>> begin Source records

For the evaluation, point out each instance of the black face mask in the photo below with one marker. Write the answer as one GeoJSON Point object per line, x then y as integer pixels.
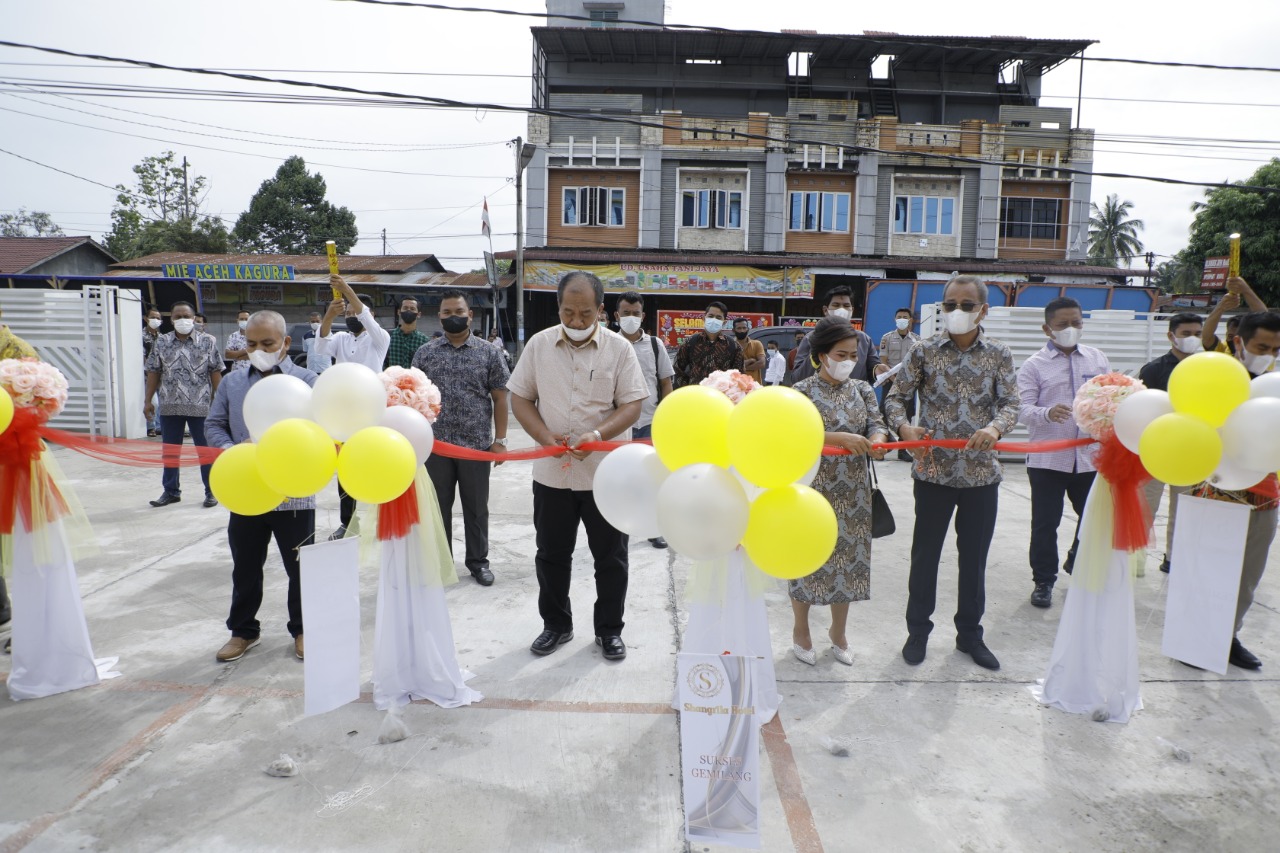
{"type": "Point", "coordinates": [455, 324]}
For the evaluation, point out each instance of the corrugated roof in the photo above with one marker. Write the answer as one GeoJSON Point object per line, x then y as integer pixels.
{"type": "Point", "coordinates": [19, 254]}
{"type": "Point", "coordinates": [300, 263]}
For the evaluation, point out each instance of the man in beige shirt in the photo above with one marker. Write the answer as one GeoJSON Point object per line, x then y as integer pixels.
{"type": "Point", "coordinates": [576, 383]}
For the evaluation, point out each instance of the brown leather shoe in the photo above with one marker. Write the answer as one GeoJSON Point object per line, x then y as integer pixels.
{"type": "Point", "coordinates": [236, 648]}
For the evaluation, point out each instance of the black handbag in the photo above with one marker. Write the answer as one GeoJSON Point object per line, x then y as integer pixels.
{"type": "Point", "coordinates": [882, 518]}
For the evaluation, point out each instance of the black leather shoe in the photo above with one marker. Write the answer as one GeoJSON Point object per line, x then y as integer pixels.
{"type": "Point", "coordinates": [978, 651]}
{"type": "Point", "coordinates": [615, 649]}
{"type": "Point", "coordinates": [548, 642]}
{"type": "Point", "coordinates": [1243, 657]}
{"type": "Point", "coordinates": [914, 649]}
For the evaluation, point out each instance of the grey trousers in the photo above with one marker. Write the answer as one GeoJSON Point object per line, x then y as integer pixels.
{"type": "Point", "coordinates": [470, 480]}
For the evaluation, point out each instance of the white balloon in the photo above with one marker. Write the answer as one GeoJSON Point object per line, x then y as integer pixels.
{"type": "Point", "coordinates": [1251, 436]}
{"type": "Point", "coordinates": [1137, 411]}
{"type": "Point", "coordinates": [347, 397]}
{"type": "Point", "coordinates": [1230, 475]}
{"type": "Point", "coordinates": [703, 511]}
{"type": "Point", "coordinates": [626, 489]}
{"type": "Point", "coordinates": [412, 425]}
{"type": "Point", "coordinates": [274, 398]}
{"type": "Point", "coordinates": [1266, 386]}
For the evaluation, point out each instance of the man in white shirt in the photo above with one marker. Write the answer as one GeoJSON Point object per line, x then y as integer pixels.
{"type": "Point", "coordinates": [364, 342]}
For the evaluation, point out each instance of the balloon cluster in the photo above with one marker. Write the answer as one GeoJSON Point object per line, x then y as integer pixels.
{"type": "Point", "coordinates": [721, 475]}
{"type": "Point", "coordinates": [1212, 425]}
{"type": "Point", "coordinates": [296, 432]}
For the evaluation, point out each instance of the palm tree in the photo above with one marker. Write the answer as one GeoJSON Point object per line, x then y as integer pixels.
{"type": "Point", "coordinates": [1112, 235]}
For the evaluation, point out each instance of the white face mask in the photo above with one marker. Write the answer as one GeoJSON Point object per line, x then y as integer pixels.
{"type": "Point", "coordinates": [1068, 337]}
{"type": "Point", "coordinates": [961, 322]}
{"type": "Point", "coordinates": [579, 336]}
{"type": "Point", "coordinates": [1257, 364]}
{"type": "Point", "coordinates": [840, 370]}
{"type": "Point", "coordinates": [264, 360]}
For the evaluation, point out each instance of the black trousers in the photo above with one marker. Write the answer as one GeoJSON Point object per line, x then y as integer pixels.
{"type": "Point", "coordinates": [556, 518]}
{"type": "Point", "coordinates": [1048, 488]}
{"type": "Point", "coordinates": [976, 521]}
{"type": "Point", "coordinates": [250, 537]}
{"type": "Point", "coordinates": [470, 479]}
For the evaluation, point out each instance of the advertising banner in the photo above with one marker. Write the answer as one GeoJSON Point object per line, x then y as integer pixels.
{"type": "Point", "coordinates": [720, 746]}
{"type": "Point", "coordinates": [691, 278]}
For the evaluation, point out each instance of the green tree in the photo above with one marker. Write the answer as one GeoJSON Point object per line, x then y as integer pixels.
{"type": "Point", "coordinates": [35, 223]}
{"type": "Point", "coordinates": [289, 214]}
{"type": "Point", "coordinates": [1251, 213]}
{"type": "Point", "coordinates": [161, 213]}
{"type": "Point", "coordinates": [1112, 235]}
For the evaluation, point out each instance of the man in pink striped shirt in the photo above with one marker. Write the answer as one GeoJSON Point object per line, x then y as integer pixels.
{"type": "Point", "coordinates": [1046, 384]}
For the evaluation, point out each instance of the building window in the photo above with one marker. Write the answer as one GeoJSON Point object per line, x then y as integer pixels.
{"type": "Point", "coordinates": [594, 206]}
{"type": "Point", "coordinates": [1029, 218]}
{"type": "Point", "coordinates": [711, 209]}
{"type": "Point", "coordinates": [924, 215]}
{"type": "Point", "coordinates": [824, 211]}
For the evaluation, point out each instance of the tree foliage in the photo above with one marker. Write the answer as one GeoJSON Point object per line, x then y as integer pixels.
{"type": "Point", "coordinates": [1249, 213]}
{"type": "Point", "coordinates": [161, 213]}
{"type": "Point", "coordinates": [1112, 233]}
{"type": "Point", "coordinates": [24, 223]}
{"type": "Point", "coordinates": [289, 214]}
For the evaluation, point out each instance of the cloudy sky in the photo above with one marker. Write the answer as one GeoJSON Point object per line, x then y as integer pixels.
{"type": "Point", "coordinates": [421, 173]}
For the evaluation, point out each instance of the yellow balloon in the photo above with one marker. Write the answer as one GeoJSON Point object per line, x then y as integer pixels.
{"type": "Point", "coordinates": [237, 483]}
{"type": "Point", "coordinates": [791, 532]}
{"type": "Point", "coordinates": [1208, 386]}
{"type": "Point", "coordinates": [785, 414]}
{"type": "Point", "coordinates": [691, 425]}
{"type": "Point", "coordinates": [1180, 450]}
{"type": "Point", "coordinates": [376, 465]}
{"type": "Point", "coordinates": [5, 410]}
{"type": "Point", "coordinates": [296, 456]}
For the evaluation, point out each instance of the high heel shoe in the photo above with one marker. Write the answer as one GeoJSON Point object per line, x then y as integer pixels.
{"type": "Point", "coordinates": [804, 655]}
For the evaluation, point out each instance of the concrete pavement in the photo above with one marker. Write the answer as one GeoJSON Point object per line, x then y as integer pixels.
{"type": "Point", "coordinates": [574, 753]}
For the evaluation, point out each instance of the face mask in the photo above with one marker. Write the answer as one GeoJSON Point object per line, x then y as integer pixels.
{"type": "Point", "coordinates": [1068, 337]}
{"type": "Point", "coordinates": [264, 360]}
{"type": "Point", "coordinates": [961, 322]}
{"type": "Point", "coordinates": [840, 370]}
{"type": "Point", "coordinates": [579, 336]}
{"type": "Point", "coordinates": [1257, 364]}
{"type": "Point", "coordinates": [455, 324]}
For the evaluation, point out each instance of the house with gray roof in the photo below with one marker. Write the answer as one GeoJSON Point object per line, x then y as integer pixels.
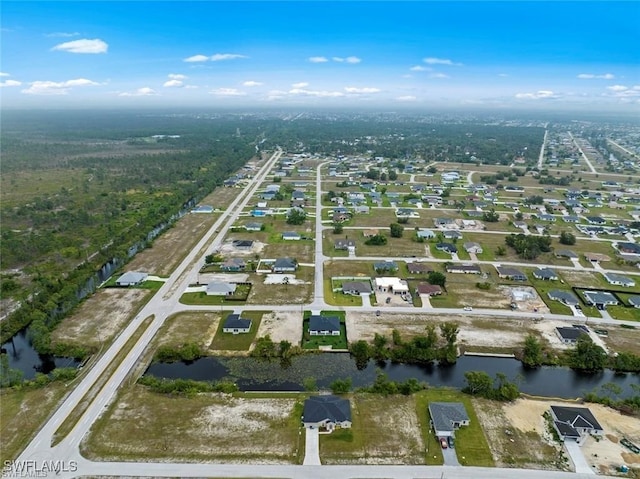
{"type": "Point", "coordinates": [565, 297]}
{"type": "Point", "coordinates": [234, 324]}
{"type": "Point", "coordinates": [320, 325]}
{"type": "Point", "coordinates": [446, 417]}
{"type": "Point", "coordinates": [326, 411]}
{"type": "Point", "coordinates": [575, 423]}
{"type": "Point", "coordinates": [131, 278]}
{"type": "Point", "coordinates": [220, 288]}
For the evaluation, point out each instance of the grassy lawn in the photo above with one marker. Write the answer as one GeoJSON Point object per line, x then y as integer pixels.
{"type": "Point", "coordinates": [384, 430]}
{"type": "Point", "coordinates": [471, 444]}
{"type": "Point", "coordinates": [338, 298]}
{"type": "Point", "coordinates": [237, 342]}
{"type": "Point", "coordinates": [142, 425]}
{"type": "Point", "coordinates": [314, 342]}
{"type": "Point", "coordinates": [22, 414]}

>> end Source records

To be done:
Please scale the rows from the line that has "For the evaluation, point out each instance of the house" through the end of the rows, repeating every line with the requests unchanged and each answer coordinate multiplied by 0.7 and rounded to a whole number, halves up. Give only those lines, and leave the picture out.

Completed exercise:
For the evaluation, point out each instance of the house with gray roof in the photo below with one marker. Write the answer as one GeoJSON Point object per line, x then y as integer pixels.
{"type": "Point", "coordinates": [396, 208]}
{"type": "Point", "coordinates": [164, 227]}
{"type": "Point", "coordinates": [224, 228]}
{"type": "Point", "coordinates": [312, 292]}
{"type": "Point", "coordinates": [228, 288]}
{"type": "Point", "coordinates": [403, 296]}
{"type": "Point", "coordinates": [92, 195]}
{"type": "Point", "coordinates": [154, 202]}
For the evaluation, point out each instance of the grassy lawn in the photo above with one marker. Write the answer as one GeoJSON Point object per line, x then y as integer pixels.
{"type": "Point", "coordinates": [269, 301]}
{"type": "Point", "coordinates": [330, 311]}
{"type": "Point", "coordinates": [237, 209]}
{"type": "Point", "coordinates": [166, 239]}
{"type": "Point", "coordinates": [99, 298]}
{"type": "Point", "coordinates": [220, 239]}
{"type": "Point", "coordinates": [15, 290]}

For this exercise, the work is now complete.